● **To be done**
List every line of the listing below that contains the string "wall", matching case exactly.

● **Given data**
○ ○ ○ ○

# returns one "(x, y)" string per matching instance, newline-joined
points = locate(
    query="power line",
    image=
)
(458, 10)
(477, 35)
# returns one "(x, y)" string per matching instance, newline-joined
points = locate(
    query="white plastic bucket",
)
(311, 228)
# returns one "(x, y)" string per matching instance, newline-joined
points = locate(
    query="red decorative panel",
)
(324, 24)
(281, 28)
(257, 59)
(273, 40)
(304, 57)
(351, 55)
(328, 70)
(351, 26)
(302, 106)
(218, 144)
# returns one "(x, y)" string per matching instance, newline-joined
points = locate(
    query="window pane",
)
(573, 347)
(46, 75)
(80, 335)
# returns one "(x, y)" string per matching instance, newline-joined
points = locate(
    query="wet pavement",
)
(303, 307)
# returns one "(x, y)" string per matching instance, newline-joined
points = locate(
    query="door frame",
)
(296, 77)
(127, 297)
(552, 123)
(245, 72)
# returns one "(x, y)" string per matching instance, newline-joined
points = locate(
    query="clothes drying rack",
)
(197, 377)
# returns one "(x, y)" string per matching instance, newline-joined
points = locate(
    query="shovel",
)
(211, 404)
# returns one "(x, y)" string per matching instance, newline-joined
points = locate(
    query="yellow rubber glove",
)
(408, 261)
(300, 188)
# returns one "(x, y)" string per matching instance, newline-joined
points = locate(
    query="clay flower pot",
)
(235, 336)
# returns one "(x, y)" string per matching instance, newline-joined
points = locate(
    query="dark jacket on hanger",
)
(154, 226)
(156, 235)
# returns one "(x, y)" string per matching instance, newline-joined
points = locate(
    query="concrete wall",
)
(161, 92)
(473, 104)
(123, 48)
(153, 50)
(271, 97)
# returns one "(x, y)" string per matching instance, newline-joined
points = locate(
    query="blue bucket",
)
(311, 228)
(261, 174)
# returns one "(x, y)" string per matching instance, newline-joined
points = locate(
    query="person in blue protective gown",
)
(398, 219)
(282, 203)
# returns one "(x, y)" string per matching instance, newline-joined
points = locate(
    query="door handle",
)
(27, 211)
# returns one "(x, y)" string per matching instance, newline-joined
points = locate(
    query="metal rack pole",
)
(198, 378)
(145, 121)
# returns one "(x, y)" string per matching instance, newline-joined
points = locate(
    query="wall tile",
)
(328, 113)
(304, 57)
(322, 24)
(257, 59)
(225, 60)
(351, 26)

○ ○ ○ ○

● **The result**
    query="concrete wall",
    query="wall tile",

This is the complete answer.